Material provided:

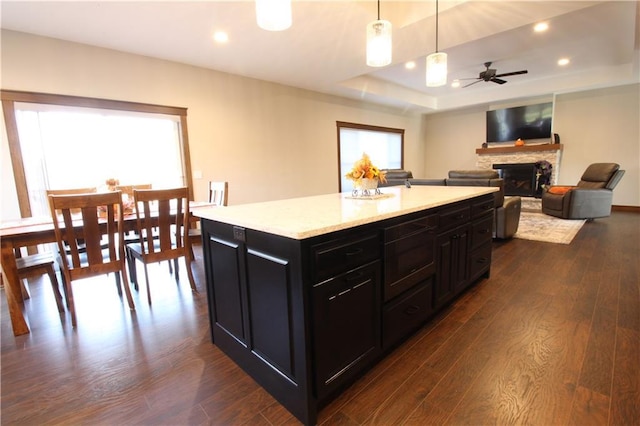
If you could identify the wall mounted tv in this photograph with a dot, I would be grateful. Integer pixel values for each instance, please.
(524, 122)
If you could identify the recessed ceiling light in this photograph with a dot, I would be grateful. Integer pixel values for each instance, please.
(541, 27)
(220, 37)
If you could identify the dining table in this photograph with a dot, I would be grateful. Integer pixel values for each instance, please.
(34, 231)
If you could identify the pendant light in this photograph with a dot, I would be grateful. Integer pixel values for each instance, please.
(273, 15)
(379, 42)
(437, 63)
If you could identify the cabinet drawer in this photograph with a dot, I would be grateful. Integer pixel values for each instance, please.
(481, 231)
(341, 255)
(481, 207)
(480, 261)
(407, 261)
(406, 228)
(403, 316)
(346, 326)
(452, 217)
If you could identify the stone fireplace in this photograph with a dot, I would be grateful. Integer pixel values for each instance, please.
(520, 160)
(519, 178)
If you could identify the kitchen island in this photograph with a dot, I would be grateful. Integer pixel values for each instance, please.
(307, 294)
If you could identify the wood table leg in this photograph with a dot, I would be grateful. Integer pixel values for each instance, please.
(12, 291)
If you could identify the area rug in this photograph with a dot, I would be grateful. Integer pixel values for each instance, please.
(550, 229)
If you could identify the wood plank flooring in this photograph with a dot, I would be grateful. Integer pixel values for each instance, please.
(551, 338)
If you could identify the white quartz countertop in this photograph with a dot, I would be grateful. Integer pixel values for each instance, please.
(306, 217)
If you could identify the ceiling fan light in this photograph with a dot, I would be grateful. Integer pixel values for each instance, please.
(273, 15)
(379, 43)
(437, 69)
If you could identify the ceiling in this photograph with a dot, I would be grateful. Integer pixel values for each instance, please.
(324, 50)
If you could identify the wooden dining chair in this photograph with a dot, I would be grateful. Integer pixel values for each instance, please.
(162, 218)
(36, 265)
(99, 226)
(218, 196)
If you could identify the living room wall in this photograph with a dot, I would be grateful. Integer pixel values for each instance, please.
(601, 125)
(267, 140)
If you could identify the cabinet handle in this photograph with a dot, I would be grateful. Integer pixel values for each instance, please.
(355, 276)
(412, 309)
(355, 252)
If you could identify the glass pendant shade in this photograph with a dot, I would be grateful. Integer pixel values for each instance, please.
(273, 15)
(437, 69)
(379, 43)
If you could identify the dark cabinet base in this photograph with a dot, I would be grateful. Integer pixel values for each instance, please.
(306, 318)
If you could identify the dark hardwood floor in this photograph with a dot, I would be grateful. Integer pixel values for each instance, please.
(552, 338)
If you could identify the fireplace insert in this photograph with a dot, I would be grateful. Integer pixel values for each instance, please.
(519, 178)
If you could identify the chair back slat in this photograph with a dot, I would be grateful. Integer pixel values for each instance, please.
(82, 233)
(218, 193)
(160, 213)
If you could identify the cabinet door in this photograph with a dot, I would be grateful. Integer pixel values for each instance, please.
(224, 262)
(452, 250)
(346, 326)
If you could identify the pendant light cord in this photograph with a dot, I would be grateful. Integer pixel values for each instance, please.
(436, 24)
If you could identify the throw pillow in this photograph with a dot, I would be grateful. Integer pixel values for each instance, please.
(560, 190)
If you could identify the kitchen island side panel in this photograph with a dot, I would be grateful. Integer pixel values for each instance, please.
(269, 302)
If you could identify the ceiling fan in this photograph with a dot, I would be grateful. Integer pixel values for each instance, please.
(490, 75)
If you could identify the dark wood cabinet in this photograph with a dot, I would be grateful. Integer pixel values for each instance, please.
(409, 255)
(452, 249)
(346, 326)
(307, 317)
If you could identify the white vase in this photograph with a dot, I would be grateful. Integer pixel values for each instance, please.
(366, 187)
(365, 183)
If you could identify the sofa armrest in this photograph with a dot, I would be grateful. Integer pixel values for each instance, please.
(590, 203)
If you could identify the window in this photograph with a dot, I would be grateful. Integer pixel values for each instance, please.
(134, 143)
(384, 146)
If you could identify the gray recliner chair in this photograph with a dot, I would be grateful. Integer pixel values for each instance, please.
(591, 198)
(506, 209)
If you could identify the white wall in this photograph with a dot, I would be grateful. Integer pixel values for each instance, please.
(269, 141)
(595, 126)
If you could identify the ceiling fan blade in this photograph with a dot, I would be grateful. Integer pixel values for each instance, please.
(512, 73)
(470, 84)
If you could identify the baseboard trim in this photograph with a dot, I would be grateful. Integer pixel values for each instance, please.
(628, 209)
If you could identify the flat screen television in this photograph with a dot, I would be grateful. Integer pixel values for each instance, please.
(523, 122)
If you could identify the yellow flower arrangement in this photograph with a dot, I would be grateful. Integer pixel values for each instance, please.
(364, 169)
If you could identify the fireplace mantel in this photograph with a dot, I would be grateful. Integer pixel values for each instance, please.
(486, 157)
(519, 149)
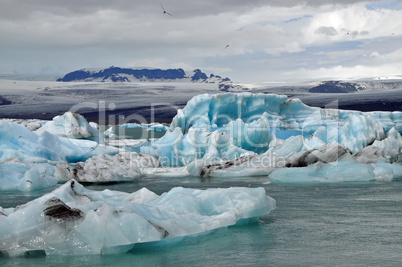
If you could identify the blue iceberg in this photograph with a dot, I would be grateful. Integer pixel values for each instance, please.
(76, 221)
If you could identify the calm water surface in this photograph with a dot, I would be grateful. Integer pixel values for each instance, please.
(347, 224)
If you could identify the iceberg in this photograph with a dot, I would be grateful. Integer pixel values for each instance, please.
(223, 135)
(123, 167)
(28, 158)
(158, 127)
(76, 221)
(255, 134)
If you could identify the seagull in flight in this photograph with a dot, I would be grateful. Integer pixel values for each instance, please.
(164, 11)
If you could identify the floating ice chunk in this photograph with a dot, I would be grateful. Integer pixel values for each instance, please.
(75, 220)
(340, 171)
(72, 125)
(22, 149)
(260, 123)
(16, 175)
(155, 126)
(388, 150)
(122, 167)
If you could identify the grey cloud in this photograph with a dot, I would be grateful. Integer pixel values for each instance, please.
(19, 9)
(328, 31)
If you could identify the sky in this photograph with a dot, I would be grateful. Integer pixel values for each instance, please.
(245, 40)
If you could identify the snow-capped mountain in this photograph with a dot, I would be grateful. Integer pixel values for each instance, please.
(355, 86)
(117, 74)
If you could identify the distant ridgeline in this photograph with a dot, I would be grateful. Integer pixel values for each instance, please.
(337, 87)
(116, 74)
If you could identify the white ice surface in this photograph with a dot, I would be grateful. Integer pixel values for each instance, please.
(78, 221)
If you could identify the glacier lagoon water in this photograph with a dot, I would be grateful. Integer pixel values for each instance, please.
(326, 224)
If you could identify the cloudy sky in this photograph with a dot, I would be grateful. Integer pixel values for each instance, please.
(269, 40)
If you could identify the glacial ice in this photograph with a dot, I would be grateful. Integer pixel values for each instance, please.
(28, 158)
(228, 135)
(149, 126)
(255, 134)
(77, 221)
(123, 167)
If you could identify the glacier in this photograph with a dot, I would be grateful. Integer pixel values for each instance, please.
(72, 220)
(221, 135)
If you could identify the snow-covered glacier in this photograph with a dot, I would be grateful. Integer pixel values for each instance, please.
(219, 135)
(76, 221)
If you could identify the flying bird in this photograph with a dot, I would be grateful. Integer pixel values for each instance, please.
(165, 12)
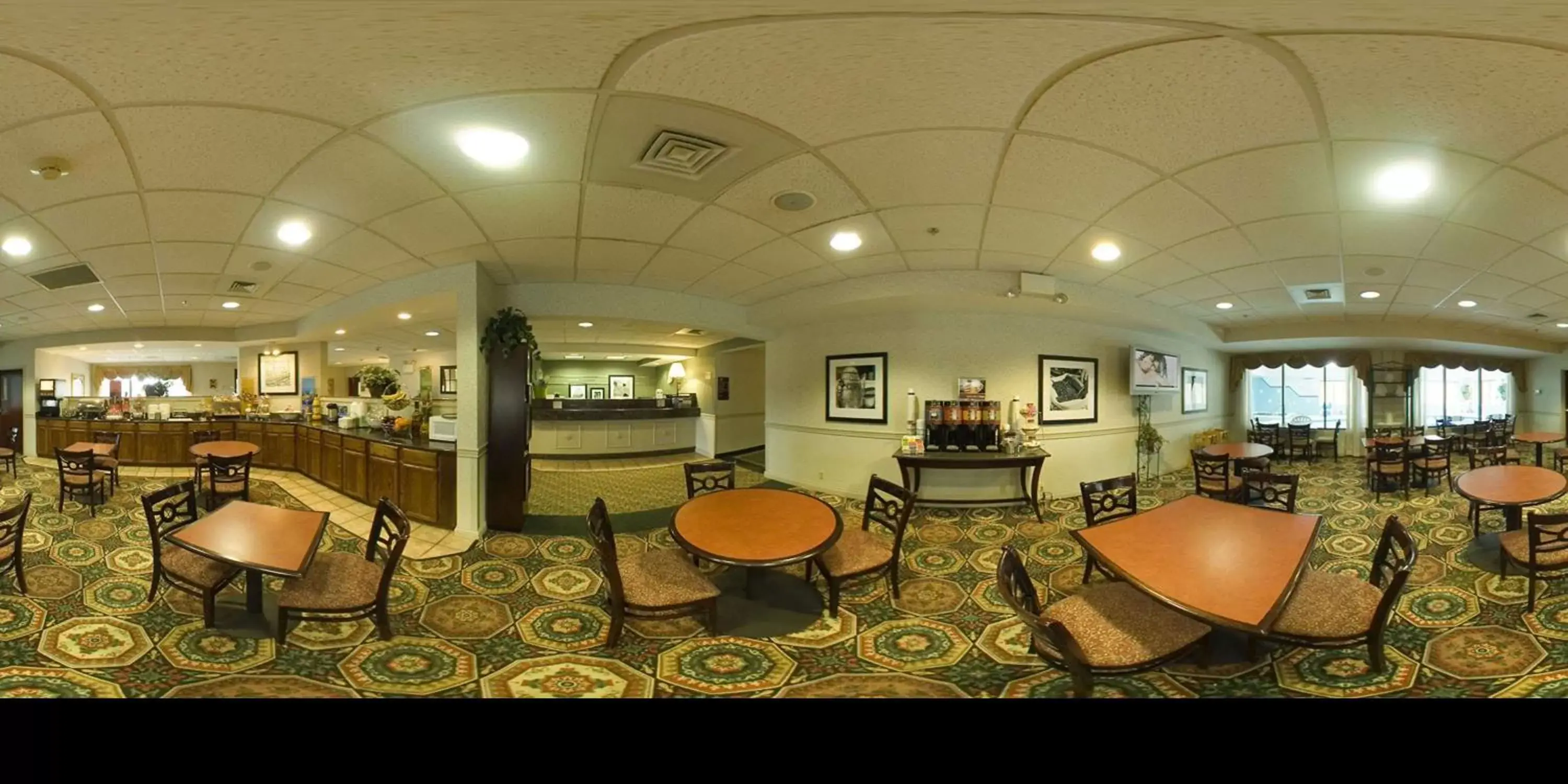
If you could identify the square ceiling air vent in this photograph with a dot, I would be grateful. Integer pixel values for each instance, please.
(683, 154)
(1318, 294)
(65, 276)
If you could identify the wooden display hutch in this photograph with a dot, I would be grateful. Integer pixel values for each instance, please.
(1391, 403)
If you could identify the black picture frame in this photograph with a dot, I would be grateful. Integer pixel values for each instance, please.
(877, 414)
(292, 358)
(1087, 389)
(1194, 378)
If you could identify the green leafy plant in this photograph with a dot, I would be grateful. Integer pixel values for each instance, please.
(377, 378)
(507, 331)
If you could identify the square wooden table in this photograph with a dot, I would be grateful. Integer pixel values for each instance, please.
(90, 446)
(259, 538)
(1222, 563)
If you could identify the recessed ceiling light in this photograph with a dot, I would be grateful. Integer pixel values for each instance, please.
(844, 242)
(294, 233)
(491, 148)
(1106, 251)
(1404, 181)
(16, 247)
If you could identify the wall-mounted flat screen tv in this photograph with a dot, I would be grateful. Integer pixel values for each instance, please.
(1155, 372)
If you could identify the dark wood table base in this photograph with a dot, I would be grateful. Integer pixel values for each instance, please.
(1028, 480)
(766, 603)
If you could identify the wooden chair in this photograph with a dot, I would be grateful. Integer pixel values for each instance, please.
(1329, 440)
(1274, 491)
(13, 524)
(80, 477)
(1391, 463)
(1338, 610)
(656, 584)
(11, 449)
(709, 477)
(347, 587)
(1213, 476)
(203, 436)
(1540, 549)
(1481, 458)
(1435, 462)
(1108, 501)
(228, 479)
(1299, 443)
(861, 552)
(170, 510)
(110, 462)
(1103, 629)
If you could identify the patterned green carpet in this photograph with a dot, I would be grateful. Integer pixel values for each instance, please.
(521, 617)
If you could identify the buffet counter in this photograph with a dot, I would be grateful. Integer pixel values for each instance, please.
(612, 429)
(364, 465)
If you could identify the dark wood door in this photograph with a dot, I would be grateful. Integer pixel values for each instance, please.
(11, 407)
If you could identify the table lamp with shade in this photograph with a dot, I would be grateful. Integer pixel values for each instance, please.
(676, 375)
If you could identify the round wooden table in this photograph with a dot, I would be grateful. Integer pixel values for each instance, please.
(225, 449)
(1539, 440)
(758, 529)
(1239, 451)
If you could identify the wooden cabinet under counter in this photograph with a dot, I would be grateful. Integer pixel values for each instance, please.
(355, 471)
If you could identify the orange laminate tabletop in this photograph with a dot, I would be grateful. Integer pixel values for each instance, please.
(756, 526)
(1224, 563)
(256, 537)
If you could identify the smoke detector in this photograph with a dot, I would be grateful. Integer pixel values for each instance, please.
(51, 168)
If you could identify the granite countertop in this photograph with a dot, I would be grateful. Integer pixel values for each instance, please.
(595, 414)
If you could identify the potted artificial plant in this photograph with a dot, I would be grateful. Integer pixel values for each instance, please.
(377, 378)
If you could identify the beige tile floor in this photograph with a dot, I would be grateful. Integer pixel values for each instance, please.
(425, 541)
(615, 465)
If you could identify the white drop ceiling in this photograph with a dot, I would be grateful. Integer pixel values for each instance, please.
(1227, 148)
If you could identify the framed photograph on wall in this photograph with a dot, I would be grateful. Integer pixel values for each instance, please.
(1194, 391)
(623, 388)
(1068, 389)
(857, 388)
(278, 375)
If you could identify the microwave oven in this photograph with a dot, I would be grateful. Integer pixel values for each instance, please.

Exercise description: Return the lines above, starting at the one that contains "If you could identify the potted" and running through the last, exactly as they appear, with no extra lines.

Response:
If you could identify the potted artificial plant in this photograph with a dot, I would be grateful. Integer pixel values for each instance, please.
(377, 378)
If you could identify the beige tile floor in this photograph with a dot, I would be grateful. Integer pixel values for each instance, please.
(425, 541)
(615, 465)
If you could identify the white drop ceiling in this photograph with a dot, I would be grateful. Integer pixel values for each instance, please.
(1227, 148)
If you could identify the framed photograph on wall in this photograph with a dot, I would be grateful. Integer pixel values for each instance, please.
(1194, 391)
(623, 388)
(1068, 389)
(857, 388)
(278, 375)
If you could identify the microwave oven in this photograph with a dot, I would be grateful. Integer pixel values for each instance, please.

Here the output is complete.